Deploy on Kubernetes

The emit/poll split maps cleanly onto Kubernetes. The expensive analysis becomes scheduled batch work, the database is a stateful service, and the agents are stateless readers that scale on demand.

flowchart TB
    subgraph Jobs["Emit · CronJobs (one per project/language)"]
        EJ["codeanalyzer-java"]
        EP["canpy"]
        ET["cants"]
    end
    subgraph Core["Neo4j (StatefulSet or managed Aura)"]
        NS[("graph<br/>J* · Py* · TS*")]
    end
    subgraph Read["Poll · agent Deployment (stateless, scalable)"]
        D1["agent replica"]
        D2["agent replica"]
        D3["agent replica"]
    end
    EJ -->|Bolt write| NS
    EP -->|Bolt write| NS
    ET -->|Bolt write| NS
    NS -->|Bolt read| D1
    NS -->|Bolt read| D2
    NS -->|Bolt read| D3

Three roles:

Neo4j — one database for the whole fleet. Run it as a StatefulSet with a PersistentVolumeClaim, or point at a managed instance (Neo4j Aura). The emit jobs need write credentials; the agents need only read credentials.
Emit CronJobs — one per project (and per language within a project). They run on a schedule, push incrementally over Bolt, and exit. Because writes are idempotent, a missed or repeated run is harmless.
Agent Deployment — long-lived pods that construct analysis objects against the graph with Neo4jConnectionConfig. They hold no analysis state, so you scale them horizontally like any other web service.

The emit CronJob

Each backend ships as a self-contained binary (codeanalyzer for Java, canpy for Python, cants for TypeScript), so an emit job is a container that has the binary, the source checkout, and the Neo4j connection in its environment. Connection settings are read from NEO4J_URI, NEO4J_USERNAME, and NEO4J_PASSWORD, so the command line carries no secrets.

apiVersion: batch/v1
kind: CronJob
metadata:
  name: emit-billing-core
spec:
  schedule: "0 * * * *"            # hourly; incremental pushes are cheap
  concurrencyPolicy: Forbid
  jobTemplate:
    spec:
      template:
        spec:
          restartPolicy: Never
          containers:
            - name: canpy
              image: ghcr.io/your-org/cldk-emit-python:latest
              args:
                - canpy
                - -i
                - /src/billing-core
                - --emit
                - neo4j
                - --app-name
                - billing-core
              env:
                - name: NEO4J_URI
                  value: bolt://neo4j.cldk.svc.cluster.local:7687
                - name: NEO4J_USERNAME
                  value: writer
                - name: NEO4J_PASSWORD
                  valueFrom:
                    secretKeyRef:
                      name: neo4j-credentials
                      key: writer-password
              volumeMounts:
                - name: src
                  mountPath: /src
          volumes:
            - name: src                # a checkout sidecar, PVC, or initContainer git clone
              emptyDir: {}

Swap the image and args per language — codeanalyzer -i /src/payments-service -a 2 --emit neo4j --app-name payments-service for Java, cants -i /src/web-frontend -a 2 --emit neo4j --app-name web-frontend for TypeScript. Point every job at the same NEO4J_URI; the J* / Py* / TS* namespacing keeps them from colliding.

| DATASET EXCERPTS |
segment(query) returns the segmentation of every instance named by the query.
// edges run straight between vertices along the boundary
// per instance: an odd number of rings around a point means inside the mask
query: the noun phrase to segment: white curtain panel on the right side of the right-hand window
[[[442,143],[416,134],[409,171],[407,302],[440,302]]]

| TO DO |
A. Decide whether each statement agrees with the Kubernetes deployment guide, answering yes or no and quoting the words of the guide that settle it. (i) The agent replicas need write credentials for Neo4j. (ii) A missed or repeated emit run does no harm. (iii) The Neo4j password is passed to the emit binary on the command line.
B. Extend the Kubernetes deployment guide with the passage that comes after its final sentence.

| RESULTS |
A.
(i) No: "the agents need only read credentials."
(ii) Yes: "Because writes are idempotent, a missed or repeated run is harmless."
(iii) No: "Connection settings are read from NEO4J_URI, NEO4J_USERNAME, and NEO4J_PASSWORD, so the command line carries no secrets."

B.
The agent Deployment

The agents read with a credential scoped to read-only. Construction is identical to the poll examples — the only Kubernetes-specific detail is that the URI is the in-cluster Neo4j Service and the password comes from a Secret.

import os
from cldk import CLDK
from cldk.analysis.commons.backend_config import Neo4jConnectionConfig

def analysis_for(app_name: str):
    return CLDK.python(
        backend=Neo4jConnectionConfig(
            uri=os.environ["NEO4J_URI"],
            username=os.environ["NEO4J_USERNAME"],   # reader
            password=os.environ["NEO4J_PASSWORD"],
            application_name=app_name,
        ),
    )

Because no source is parsed at query time, an agent pod starts instantly and answers from the graph. Scale the Deployment’s replicas to match query load; Neo4j’s connection pool and your read-replica topology absorb the fan-out.

Walkthrough: Odoo, end to end

Odoo is a good stress test for multi-project analysis at scale: it is large and split into hundreds of addon modules, all Python. A real fleet rarely stops at one language, though, so we pair Odoo’s Python addons with a TypeScript service in the same graph and query both through one API.

1. Emit both languages into one graph

Run one Python job over Odoo’s addons and one TypeScript job over the storefront service. They use distinct --app-names, so both land in the same database as separate application anchors — the namespaced labels keep the Python and TypeScript graphs from colliding, and an agent can query either.

Python (Odoo addons)
TypeScript (storefront service)

canpy -i ./odoo/addons --emit neo4j \
  --app-name odoo \
  --neo4j-uri bolt://neo4j:7687 \
  --neo4j-user writer --neo4j-password "$NEO4J_PASSWORD"
# -> writes :PyApplication {name: "odoo"} and its :PyModule / :PySymbol graph
# -> ~hundreds of modules; subsequent runs only rewrite changed files

cants -i ./storefront/src -a 2 --emit neo4j \
  --app-name storefront \
  --neo4j-uri bolt://neo4j:7687 \
  --neo4j-user writer --neo4j-password "$NEO4J_PASSWORD"
# -> writes :TSApplication {name: "storefront"} and its :TSModule / :TSSymbol graph

In a cluster these are two CronJobs on the same schedule. After the first full run, each subsequent run is an incremental Bolt push: only modules whose content hash changed are rewritten. The two apps are different languages, so their full-run prunes never touch each other; keep two same-language apps in separate databases (see the prune note).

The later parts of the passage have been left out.